- **DESCRIPTION OF THE TASK**:
All of the records should come back exactly as written.

* * * * * * * * *

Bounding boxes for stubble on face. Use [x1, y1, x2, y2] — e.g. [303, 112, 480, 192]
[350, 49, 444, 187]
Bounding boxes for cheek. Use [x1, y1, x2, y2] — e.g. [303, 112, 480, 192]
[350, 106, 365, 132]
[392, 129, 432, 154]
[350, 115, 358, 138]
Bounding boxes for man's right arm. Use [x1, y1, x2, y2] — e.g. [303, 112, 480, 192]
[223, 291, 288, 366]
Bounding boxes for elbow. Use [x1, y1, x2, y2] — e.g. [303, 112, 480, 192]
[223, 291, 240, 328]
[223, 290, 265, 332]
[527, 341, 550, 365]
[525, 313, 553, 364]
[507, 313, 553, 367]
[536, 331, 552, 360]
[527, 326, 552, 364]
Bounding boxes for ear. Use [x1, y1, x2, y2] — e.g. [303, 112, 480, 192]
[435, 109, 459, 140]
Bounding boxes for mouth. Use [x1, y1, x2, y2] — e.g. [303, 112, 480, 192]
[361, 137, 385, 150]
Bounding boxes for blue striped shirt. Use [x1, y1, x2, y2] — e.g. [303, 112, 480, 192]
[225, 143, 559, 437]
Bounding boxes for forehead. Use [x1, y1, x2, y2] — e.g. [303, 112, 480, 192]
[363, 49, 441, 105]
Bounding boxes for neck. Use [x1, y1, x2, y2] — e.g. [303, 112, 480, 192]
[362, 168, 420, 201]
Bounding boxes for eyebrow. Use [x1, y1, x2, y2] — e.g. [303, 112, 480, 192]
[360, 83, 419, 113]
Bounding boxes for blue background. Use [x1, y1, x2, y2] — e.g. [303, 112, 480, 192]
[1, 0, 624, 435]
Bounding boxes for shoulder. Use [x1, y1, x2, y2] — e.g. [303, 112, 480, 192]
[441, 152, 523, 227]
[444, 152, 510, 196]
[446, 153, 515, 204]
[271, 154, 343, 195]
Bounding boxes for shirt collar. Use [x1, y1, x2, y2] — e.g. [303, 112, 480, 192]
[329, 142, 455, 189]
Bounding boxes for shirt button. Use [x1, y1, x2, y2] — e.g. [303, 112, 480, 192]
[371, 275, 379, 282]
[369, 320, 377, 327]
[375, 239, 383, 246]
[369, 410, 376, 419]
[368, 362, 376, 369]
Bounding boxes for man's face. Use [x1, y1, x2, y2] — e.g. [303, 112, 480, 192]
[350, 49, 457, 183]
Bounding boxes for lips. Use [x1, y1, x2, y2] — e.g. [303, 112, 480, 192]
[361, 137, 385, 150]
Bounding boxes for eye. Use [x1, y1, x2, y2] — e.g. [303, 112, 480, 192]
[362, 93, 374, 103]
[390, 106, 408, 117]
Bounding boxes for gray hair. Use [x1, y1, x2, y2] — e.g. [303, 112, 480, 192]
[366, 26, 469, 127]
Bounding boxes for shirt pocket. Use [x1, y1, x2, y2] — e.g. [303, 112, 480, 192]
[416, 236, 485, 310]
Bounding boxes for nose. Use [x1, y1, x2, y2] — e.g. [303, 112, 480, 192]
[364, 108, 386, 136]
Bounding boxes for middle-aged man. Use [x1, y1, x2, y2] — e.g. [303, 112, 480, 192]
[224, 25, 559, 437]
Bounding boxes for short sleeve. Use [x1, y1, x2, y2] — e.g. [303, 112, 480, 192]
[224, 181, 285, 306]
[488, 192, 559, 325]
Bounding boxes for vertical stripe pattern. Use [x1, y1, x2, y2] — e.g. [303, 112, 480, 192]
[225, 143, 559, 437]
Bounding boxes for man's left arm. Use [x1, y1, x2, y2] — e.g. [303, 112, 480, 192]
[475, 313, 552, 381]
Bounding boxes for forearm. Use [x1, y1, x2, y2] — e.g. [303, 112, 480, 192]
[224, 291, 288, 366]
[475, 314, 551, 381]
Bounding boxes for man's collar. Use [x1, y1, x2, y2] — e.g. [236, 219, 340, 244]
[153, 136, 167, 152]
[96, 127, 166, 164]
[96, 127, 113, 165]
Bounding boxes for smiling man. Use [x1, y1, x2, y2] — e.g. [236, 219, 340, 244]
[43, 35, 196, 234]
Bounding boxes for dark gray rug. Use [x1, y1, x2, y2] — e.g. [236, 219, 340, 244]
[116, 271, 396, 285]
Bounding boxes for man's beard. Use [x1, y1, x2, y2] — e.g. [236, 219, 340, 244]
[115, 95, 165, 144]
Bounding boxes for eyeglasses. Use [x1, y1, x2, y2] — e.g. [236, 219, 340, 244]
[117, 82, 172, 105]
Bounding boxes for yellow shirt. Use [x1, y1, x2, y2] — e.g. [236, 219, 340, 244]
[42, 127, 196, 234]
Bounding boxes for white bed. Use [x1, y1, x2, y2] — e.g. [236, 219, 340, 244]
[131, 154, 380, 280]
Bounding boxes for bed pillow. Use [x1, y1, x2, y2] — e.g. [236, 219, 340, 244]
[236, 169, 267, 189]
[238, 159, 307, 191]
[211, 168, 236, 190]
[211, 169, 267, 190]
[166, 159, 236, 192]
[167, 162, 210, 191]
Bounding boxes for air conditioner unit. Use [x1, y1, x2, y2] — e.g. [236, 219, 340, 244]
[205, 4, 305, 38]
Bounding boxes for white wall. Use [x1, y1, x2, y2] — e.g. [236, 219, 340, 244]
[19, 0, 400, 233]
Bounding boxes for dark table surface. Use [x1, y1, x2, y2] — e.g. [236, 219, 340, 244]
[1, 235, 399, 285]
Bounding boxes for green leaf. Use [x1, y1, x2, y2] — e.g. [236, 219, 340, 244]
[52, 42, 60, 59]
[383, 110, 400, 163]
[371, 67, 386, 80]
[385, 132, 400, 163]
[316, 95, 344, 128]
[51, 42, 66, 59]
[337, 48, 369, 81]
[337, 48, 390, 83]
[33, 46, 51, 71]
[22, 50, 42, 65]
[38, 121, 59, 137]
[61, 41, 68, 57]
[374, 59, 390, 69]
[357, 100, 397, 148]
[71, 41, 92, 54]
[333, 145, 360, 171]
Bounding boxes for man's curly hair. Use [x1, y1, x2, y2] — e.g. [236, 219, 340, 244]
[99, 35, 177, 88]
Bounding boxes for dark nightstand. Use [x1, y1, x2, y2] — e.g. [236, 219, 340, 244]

* * * * * * * * *

- **ANSWER TO THIS TASK**:
Bounding boxes for stubble on face. Use [x1, y1, x2, y2] — e.g. [303, 112, 480, 192]
[350, 49, 444, 187]
Bounding boxes for cheek. Use [x1, y1, x2, y2] — e.g. [303, 112, 480, 192]
[350, 106, 365, 132]
[392, 129, 432, 154]
[350, 115, 358, 138]
Bounding boxes for man's right arm. Use [x1, y1, x2, y2] — e.g. [303, 112, 480, 192]
[223, 291, 288, 366]
Bounding boxes for elbow. Use [x1, y1, x2, y2] — e.g. [303, 112, 480, 192]
[223, 291, 240, 328]
[223, 290, 265, 332]
[527, 341, 550, 365]
[525, 313, 553, 364]
[507, 313, 553, 367]
[536, 331, 552, 360]
[527, 326, 552, 364]
Bounding boxes for ear. Use [x1, y1, x2, y2] — e.g. [303, 112, 480, 192]
[435, 109, 459, 140]
Bounding boxes for mouth. Use [x1, y1, x2, y2] — e.g. [303, 112, 480, 192]
[361, 137, 385, 150]
Bounding boxes for blue striped shirt. Use [x1, y1, x2, y2] — e.g. [303, 112, 480, 192]
[225, 143, 559, 437]
Bounding boxes for forehead. Use [x1, y1, x2, y2] — e.g. [303, 112, 480, 192]
[363, 49, 441, 105]
Bounding boxes for neck. Use [x1, y1, x2, y2] — e.g. [303, 112, 480, 192]
[362, 168, 420, 201]
Bounding boxes for eyebrow. Use [x1, y1, x2, y2] — e.g. [303, 112, 480, 192]
[360, 83, 419, 113]
Bounding boxes for blue background. Use [x1, y1, x2, y2] — e.g. [303, 112, 480, 192]
[1, 0, 624, 435]
Bounding boxes for shoulder. Use [x1, y1, x2, y2] — e.g. [303, 112, 480, 192]
[441, 152, 523, 227]
[444, 152, 510, 196]
[446, 153, 515, 204]
[271, 154, 343, 195]
Bounding boxes for shirt collar. Use [x1, y1, x2, y2] — e.g. [303, 112, 480, 192]
[329, 142, 455, 189]
Bounding boxes for shirt button. Use [x1, y1, x2, y2] — e.g. [303, 112, 480, 192]
[371, 275, 379, 282]
[369, 320, 377, 327]
[375, 239, 383, 246]
[369, 410, 376, 419]
[368, 362, 376, 369]
Bounding boxes for man's face. Use [x1, y1, x2, y2] — e.g. [303, 112, 480, 192]
[350, 49, 457, 183]
Bounding boxes for lips. Use [x1, y1, x2, y2] — e.g. [303, 112, 480, 192]
[361, 137, 385, 150]
Bounding boxes for eye. Use [x1, y1, x2, y2] — e.g. [303, 112, 480, 192]
[362, 93, 374, 103]
[390, 106, 408, 117]
Bounding boxes for gray hair. Use [x1, y1, x2, y2] — e.g. [303, 112, 480, 192]
[366, 26, 469, 127]
Bounding boxes for shirt pocket. Use [x1, y1, x2, y2] — e.g. [303, 112, 480, 192]
[416, 236, 485, 310]
Bounding boxes for nose. Use [x1, y1, x2, y2] — e.g. [303, 112, 480, 192]
[364, 108, 386, 136]
Bounding boxes for middle-aged man. Use [x1, y1, x2, y2] — e.g. [303, 112, 480, 192]
[224, 25, 559, 437]
Bounding boxes for short sleeve. Use [x1, y1, x2, y2] — e.g. [303, 112, 480, 192]
[224, 181, 285, 306]
[488, 192, 559, 325]
Bounding boxes for vertical stripe pattern. Use [x1, y1, x2, y2] — e.g. [303, 112, 480, 192]
[225, 143, 559, 437]
Bounding boxes for man's left arm. Use [x1, y1, x2, y2] — e.g. [303, 112, 480, 192]
[475, 313, 552, 381]
Bounding boxes for forearm. Use [x1, y1, x2, y2] — e.g. [303, 112, 480, 192]
[224, 291, 288, 366]
[475, 314, 551, 381]
Bounding boxes for man's collar. Use [x1, y1, x2, y2] — e.g. [236, 219, 340, 244]
[153, 136, 167, 152]
[96, 127, 166, 164]
[96, 127, 113, 165]
Bounding boxes for smiling man. Use [x1, y1, x2, y2] — e.g. [236, 219, 340, 244]
[43, 35, 196, 234]
Bounding boxes for dark gray rug. Use [x1, y1, x2, y2] — e.g. [236, 219, 340, 244]
[116, 271, 396, 285]
Bounding boxes for man's beard. Use [x1, y1, x2, y2] — e.g. [236, 219, 340, 244]
[115, 95, 165, 144]
Bounding boxes for eyeglasses. Use [x1, y1, x2, y2] — e.g. [236, 219, 340, 244]
[117, 82, 172, 105]
Bounding boxes for yellow shirt. Use [x1, y1, x2, y2] — e.g. [236, 219, 340, 244]
[42, 127, 196, 234]
Bounding boxes for white bed. Use [x1, y1, x2, y2] — e.g. [236, 219, 340, 244]
[131, 154, 380, 280]
Bounding boxes for bed pillow. Use [x1, y1, x2, y2] — e.g. [236, 219, 340, 244]
[236, 169, 267, 189]
[238, 159, 307, 191]
[211, 168, 236, 190]
[211, 169, 267, 190]
[166, 159, 236, 192]
[167, 162, 210, 191]
Bounding boxes for air conditioner unit. Use [x1, y1, x2, y2] — e.g. [236, 219, 340, 244]
[205, 4, 305, 38]
Bounding boxes for white wall. Use [x1, y1, x2, y2] — e.g. [236, 219, 340, 244]
[19, 0, 400, 233]
Bounding boxes for dark table surface. Use [x1, y1, x2, y2] — e.g. [236, 219, 340, 244]
[1, 235, 399, 285]
Bounding boxes for green leaf. Use [x1, y1, x2, y2] — e.g. [236, 219, 340, 244]
[52, 42, 60, 59]
[383, 110, 400, 163]
[371, 67, 386, 80]
[385, 132, 400, 163]
[316, 95, 344, 128]
[51, 42, 66, 59]
[337, 48, 369, 81]
[337, 48, 390, 83]
[33, 46, 51, 71]
[22, 50, 42, 65]
[38, 121, 59, 137]
[61, 41, 68, 57]
[374, 59, 390, 69]
[357, 100, 397, 148]
[71, 41, 92, 54]
[333, 145, 360, 171]
Bounding boxes for man's curly hair. Use [x1, y1, x2, y2] — e.g. [236, 219, 340, 244]
[99, 35, 177, 88]
Bounding boxes for dark nightstand. Use [x1, y1, x2, y2] — e.g. [236, 219, 340, 244]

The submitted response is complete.